Below is a listing. Write out exactly its lines between the one holding "Mark one point on every instance of the man" and the one holding "Mark one point on every instance of the person in", inclusive.

• Data records:
------------------------------------------------------------------------

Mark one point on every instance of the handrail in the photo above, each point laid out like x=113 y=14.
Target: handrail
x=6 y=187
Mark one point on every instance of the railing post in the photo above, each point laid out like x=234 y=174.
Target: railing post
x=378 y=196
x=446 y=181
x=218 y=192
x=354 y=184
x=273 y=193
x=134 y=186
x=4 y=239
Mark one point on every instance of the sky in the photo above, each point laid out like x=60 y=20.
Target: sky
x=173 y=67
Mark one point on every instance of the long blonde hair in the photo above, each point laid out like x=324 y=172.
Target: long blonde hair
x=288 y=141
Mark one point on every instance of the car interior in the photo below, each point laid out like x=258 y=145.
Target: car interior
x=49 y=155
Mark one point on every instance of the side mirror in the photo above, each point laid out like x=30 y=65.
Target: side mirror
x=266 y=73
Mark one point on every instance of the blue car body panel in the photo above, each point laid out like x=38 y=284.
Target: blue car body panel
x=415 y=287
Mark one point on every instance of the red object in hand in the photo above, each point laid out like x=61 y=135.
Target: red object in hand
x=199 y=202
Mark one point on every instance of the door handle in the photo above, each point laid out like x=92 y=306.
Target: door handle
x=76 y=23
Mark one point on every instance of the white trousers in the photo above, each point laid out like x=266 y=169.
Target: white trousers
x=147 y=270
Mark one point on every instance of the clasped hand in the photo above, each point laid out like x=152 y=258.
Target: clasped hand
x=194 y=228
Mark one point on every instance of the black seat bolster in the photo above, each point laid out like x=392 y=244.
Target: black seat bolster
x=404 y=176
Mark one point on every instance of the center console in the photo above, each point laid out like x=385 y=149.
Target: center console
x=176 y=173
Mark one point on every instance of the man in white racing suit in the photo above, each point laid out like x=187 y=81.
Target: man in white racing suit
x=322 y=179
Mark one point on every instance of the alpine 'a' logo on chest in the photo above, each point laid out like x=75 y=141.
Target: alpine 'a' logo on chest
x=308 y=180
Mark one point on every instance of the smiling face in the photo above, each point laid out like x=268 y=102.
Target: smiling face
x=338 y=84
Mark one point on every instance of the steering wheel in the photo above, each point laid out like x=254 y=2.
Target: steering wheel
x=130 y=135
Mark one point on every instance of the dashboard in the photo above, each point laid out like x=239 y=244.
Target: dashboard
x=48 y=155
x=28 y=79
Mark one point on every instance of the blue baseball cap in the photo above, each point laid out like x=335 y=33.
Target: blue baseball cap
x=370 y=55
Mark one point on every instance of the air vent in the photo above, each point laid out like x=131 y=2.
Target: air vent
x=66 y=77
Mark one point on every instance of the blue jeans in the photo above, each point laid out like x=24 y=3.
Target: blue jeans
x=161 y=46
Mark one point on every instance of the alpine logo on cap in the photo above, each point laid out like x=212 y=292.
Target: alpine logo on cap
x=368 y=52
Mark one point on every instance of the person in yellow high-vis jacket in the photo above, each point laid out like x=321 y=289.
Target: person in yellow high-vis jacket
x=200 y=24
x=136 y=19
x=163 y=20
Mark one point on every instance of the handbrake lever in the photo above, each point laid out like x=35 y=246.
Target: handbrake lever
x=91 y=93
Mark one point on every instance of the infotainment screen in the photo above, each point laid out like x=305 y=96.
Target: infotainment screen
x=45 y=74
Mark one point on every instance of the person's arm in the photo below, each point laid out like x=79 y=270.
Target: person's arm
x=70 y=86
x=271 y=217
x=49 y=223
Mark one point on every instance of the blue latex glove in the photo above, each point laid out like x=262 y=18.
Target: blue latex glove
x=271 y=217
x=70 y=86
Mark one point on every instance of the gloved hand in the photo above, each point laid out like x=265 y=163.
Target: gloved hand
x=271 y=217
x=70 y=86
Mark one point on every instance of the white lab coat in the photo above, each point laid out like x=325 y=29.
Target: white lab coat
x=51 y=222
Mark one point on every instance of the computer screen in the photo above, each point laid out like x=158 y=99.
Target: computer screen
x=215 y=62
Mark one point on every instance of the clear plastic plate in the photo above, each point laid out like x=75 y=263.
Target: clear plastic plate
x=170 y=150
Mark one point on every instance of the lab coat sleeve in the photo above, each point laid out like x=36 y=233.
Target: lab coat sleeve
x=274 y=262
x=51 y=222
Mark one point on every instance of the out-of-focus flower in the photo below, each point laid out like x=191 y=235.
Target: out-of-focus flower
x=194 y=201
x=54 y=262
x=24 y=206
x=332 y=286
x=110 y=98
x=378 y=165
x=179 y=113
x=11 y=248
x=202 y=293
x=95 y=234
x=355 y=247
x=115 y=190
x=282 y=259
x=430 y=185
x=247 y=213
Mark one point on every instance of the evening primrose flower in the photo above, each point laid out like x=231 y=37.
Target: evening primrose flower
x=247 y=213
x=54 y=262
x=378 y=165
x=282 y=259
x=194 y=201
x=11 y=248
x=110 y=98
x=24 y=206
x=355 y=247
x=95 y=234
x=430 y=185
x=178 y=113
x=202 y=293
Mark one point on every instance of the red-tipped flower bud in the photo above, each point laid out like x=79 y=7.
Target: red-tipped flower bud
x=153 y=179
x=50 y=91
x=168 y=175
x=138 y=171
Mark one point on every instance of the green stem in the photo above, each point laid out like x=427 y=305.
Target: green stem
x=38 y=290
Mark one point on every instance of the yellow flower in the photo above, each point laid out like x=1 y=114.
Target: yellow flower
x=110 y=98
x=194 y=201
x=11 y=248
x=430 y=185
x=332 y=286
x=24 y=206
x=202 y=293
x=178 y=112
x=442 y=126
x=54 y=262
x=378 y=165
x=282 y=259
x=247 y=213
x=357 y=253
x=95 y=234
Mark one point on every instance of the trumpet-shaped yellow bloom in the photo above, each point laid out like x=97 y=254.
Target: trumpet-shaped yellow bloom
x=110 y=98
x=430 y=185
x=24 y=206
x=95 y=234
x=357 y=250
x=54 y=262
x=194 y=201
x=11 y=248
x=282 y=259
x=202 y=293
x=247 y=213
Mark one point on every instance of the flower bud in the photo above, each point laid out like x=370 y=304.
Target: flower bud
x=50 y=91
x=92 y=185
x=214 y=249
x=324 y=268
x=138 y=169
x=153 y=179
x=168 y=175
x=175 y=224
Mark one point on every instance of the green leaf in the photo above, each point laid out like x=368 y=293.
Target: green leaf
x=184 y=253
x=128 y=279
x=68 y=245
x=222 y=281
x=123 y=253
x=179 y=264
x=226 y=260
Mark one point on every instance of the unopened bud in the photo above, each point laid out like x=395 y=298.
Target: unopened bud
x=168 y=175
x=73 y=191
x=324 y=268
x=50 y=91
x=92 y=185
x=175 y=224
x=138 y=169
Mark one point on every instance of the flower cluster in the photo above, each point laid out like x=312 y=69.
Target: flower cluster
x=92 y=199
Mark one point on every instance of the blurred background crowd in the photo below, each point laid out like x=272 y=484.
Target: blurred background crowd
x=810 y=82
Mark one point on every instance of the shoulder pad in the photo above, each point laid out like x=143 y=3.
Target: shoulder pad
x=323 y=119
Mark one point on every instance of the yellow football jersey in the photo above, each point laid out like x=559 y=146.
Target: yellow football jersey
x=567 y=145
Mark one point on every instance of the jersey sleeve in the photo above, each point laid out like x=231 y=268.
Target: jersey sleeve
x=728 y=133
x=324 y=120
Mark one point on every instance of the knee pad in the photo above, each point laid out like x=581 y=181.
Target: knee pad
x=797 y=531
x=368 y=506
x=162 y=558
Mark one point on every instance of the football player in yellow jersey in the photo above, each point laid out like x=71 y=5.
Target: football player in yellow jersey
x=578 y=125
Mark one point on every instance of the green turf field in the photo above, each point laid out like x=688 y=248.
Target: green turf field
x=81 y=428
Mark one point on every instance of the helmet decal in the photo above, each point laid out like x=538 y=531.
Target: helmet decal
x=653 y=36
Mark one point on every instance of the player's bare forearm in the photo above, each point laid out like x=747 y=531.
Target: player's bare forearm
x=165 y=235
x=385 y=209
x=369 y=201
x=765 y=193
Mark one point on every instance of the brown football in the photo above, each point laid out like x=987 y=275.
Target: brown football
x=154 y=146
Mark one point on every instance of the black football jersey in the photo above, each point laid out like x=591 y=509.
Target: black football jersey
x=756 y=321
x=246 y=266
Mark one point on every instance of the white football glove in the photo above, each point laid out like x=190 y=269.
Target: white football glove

------------------------------------------------------------------------

• Solved problem:
Mark one point on every instance of the man in white racing suit in the photo above, each point laid out like x=187 y=81.
Target: man in white racing suit
x=322 y=179
Mark one point on every instance of the alpine 'a' logo on chest in the photo above, each point laid out like x=75 y=141.
Target: alpine 'a' logo on chest
x=308 y=180
Mark one point on every instance of the smiling face in the photo above, each point laid out like x=268 y=102.
Target: smiling face
x=338 y=84
Mark one point on every instance of the steering wheel in the photo above, each point laid out like x=254 y=2.
Target: steering wheel
x=130 y=135
Mark one point on every instance of the dashboard in the photo above, each point laid out like x=239 y=244.
Target: dashboard
x=48 y=155
x=28 y=79
Mark one point on every instance of the blue baseball cap in the photo above, each point laid out like x=335 y=33.
Target: blue baseball cap
x=370 y=55
Mark one point on every instance of the air vent in the photo above, each point laid out like x=131 y=2.
Target: air vent
x=66 y=77
Mark one point on every instance of the blue jeans in the photo above, each point laid out like x=24 y=3.
Target: blue jeans
x=161 y=46
Mark one point on every instance of the alpine logo on cap in the photo above, each point laid out like x=212 y=292.
Target: alpine logo on cap
x=368 y=52
Mark one point on every instance of the person in yellow high-vis jacket in the photo above, each point laid out like x=321 y=289.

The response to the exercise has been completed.